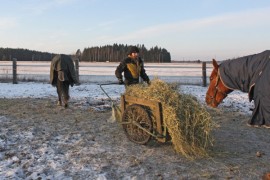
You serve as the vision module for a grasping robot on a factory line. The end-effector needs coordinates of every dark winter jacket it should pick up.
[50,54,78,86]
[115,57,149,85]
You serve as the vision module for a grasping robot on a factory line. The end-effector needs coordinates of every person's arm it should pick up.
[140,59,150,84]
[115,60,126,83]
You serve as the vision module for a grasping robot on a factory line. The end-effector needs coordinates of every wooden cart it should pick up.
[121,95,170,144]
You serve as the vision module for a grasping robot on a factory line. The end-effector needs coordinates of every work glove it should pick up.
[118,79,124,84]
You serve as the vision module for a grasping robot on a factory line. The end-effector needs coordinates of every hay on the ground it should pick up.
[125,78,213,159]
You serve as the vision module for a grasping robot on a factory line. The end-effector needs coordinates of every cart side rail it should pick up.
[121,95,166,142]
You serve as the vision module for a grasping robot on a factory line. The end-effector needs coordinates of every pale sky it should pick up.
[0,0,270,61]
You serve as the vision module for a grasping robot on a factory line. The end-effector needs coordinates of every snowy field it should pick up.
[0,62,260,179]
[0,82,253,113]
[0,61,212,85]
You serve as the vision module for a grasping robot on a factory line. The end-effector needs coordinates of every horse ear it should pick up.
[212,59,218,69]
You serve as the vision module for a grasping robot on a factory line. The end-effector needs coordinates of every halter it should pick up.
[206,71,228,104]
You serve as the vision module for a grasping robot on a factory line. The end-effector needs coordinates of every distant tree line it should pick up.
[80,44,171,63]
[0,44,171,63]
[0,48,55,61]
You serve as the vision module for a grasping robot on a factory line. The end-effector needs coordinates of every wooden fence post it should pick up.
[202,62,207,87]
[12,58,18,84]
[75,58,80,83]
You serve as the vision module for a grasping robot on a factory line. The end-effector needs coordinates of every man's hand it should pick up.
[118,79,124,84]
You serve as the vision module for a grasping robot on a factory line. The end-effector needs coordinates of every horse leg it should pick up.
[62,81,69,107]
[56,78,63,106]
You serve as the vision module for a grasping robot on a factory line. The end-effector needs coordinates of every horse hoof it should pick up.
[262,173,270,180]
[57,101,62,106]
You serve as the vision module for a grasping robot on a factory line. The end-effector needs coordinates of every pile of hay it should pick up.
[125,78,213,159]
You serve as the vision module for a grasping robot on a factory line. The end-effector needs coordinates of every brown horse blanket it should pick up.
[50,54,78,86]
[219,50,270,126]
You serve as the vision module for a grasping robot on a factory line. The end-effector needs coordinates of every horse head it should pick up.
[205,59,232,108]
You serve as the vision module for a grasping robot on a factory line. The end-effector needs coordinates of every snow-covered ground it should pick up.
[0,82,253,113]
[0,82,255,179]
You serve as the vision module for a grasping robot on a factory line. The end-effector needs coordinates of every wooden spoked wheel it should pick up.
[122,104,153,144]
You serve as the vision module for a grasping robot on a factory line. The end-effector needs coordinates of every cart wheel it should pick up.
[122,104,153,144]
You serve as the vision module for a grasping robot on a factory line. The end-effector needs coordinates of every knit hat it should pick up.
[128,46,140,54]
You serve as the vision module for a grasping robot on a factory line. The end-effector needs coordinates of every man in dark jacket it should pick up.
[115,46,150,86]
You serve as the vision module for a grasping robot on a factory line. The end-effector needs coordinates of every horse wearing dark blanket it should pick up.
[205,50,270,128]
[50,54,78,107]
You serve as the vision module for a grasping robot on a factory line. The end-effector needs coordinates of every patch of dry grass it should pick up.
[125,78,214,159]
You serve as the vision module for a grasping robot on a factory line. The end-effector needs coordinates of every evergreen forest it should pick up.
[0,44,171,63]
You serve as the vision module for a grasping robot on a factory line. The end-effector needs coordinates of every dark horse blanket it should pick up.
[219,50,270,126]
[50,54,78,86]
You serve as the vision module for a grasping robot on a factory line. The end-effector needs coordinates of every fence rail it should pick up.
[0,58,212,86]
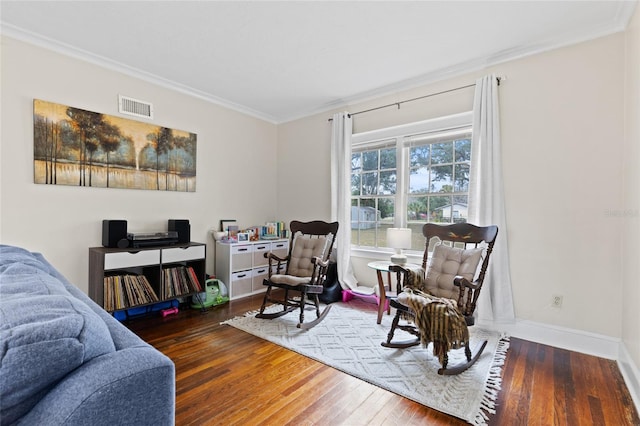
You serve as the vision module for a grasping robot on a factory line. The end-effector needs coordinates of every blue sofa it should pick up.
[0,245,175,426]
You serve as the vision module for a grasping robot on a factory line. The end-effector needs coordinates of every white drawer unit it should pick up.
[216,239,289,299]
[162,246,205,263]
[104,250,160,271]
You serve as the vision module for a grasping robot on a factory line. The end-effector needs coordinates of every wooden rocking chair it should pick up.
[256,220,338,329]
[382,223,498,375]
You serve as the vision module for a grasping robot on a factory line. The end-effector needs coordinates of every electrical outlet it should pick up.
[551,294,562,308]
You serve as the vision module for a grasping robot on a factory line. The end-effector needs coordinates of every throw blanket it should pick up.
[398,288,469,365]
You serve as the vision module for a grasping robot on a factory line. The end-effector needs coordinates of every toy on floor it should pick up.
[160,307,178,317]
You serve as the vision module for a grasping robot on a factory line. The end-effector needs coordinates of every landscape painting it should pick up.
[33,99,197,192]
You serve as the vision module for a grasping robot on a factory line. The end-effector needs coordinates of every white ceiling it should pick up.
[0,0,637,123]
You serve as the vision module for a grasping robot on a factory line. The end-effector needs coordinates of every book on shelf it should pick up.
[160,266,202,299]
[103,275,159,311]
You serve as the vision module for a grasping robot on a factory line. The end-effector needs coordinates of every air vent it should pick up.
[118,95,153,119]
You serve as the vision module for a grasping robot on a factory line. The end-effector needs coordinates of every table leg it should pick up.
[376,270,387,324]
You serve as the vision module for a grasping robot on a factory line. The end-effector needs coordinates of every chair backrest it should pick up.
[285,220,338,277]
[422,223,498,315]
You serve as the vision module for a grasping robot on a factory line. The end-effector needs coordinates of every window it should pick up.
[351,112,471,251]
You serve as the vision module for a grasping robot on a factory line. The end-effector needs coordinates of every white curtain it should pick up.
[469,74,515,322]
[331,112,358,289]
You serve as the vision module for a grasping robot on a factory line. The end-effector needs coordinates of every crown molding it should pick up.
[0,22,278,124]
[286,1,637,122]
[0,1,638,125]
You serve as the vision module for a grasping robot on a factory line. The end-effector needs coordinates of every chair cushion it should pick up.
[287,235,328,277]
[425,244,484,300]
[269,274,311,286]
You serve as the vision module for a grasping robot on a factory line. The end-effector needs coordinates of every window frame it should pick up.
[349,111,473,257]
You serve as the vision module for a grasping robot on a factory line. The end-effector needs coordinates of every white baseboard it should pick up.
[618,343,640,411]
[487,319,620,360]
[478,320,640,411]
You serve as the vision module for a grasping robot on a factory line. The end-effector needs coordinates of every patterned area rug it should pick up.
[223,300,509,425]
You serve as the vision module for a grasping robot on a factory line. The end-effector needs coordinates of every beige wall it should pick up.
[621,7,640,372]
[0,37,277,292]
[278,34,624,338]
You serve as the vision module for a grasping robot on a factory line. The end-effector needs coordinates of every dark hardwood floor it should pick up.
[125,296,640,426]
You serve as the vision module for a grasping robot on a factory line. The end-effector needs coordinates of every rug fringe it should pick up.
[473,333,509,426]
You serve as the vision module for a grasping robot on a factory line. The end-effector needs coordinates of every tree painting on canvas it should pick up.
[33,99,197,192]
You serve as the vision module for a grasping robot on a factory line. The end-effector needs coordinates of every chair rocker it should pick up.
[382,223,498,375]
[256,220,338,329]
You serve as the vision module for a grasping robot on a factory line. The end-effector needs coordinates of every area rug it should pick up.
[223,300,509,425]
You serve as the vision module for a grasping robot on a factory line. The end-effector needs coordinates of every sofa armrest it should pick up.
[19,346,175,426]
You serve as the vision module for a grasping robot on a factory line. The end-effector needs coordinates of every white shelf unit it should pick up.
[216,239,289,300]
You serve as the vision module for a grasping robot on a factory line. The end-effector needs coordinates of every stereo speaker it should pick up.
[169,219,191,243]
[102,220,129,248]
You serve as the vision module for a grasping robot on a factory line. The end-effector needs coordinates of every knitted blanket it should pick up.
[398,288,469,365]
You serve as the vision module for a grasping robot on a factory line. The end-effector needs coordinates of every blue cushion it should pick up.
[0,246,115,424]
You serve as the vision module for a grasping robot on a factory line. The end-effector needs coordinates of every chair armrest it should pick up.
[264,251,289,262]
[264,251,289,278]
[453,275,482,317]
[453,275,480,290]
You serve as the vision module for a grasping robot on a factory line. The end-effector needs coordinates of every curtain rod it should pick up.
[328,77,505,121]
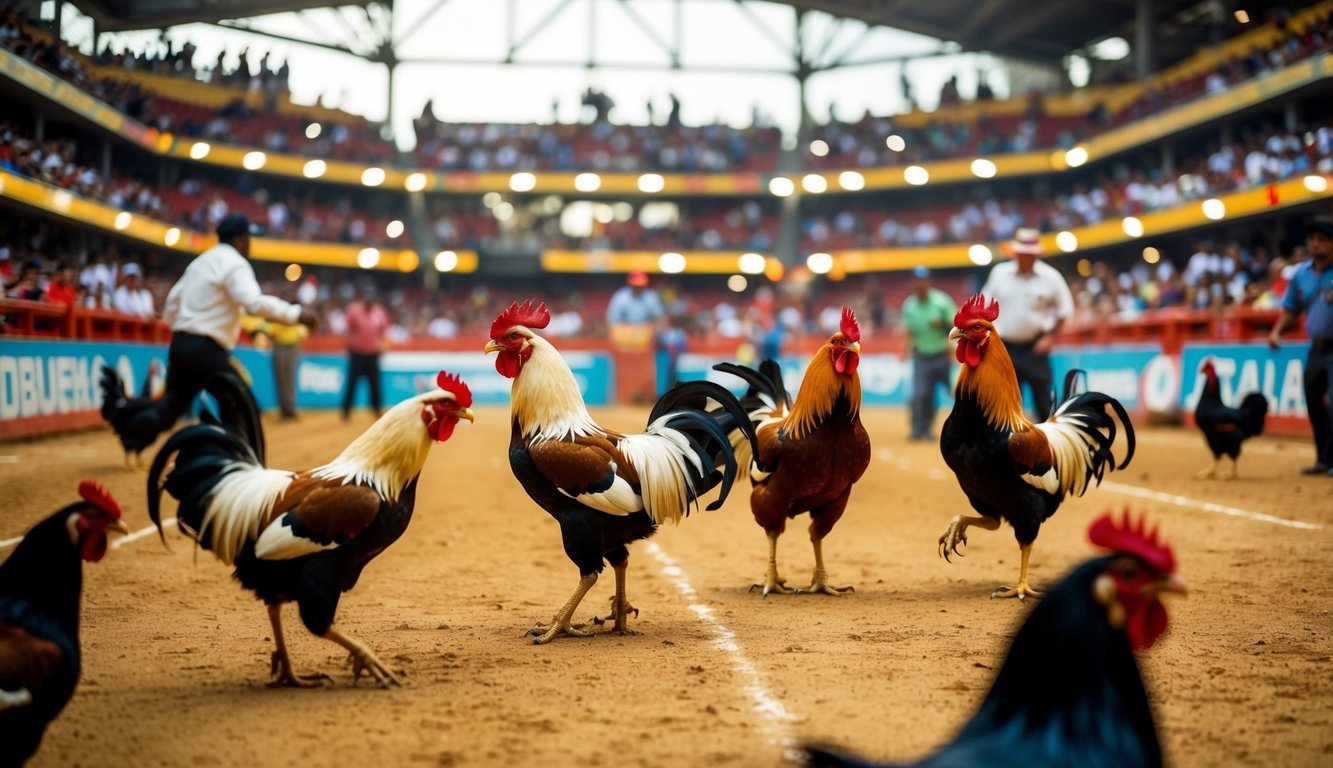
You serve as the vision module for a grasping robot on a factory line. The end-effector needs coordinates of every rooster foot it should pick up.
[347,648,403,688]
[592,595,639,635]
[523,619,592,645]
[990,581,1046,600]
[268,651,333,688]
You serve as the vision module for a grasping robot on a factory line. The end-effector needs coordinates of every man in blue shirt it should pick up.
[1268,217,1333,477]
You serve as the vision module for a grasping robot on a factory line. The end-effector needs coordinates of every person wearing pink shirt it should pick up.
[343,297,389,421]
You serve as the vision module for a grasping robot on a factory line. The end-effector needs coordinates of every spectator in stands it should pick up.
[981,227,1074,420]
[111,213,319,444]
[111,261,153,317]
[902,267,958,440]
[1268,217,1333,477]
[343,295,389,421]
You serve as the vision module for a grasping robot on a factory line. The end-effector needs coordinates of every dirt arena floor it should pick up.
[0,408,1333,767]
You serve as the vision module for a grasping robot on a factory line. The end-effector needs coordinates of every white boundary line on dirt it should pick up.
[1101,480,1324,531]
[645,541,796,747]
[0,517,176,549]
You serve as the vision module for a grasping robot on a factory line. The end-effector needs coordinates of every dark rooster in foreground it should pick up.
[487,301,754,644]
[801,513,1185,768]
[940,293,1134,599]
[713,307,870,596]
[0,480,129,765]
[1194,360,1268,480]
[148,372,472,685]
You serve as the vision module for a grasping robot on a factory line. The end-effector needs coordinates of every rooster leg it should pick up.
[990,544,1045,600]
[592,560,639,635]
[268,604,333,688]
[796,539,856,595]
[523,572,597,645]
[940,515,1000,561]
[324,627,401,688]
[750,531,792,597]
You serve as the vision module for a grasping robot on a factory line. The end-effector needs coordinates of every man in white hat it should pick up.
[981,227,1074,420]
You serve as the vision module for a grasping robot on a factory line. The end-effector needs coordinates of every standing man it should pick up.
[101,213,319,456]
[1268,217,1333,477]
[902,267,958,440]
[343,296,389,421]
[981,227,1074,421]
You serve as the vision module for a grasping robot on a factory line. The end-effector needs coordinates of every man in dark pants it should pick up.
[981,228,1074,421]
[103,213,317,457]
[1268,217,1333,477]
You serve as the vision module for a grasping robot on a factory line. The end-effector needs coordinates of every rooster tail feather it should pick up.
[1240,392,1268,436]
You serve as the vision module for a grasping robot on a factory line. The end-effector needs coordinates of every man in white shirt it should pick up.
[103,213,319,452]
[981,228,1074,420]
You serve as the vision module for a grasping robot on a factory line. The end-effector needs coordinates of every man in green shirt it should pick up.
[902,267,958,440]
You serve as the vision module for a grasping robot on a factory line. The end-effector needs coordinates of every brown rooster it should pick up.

━━━━━━━━━━━━━━━━

Rewrite the items from the line with "dark blanket it should pick up." to the line with "[50,54,78,107]", putting "coat" in place of "blanket" and leaving everything else the same.

You serve as the vision module for a grasping robot on a factory line. The end-effector needs coordinates of every horse wearing dark coat it should pick up.
[205,50,270,128]
[50,54,78,107]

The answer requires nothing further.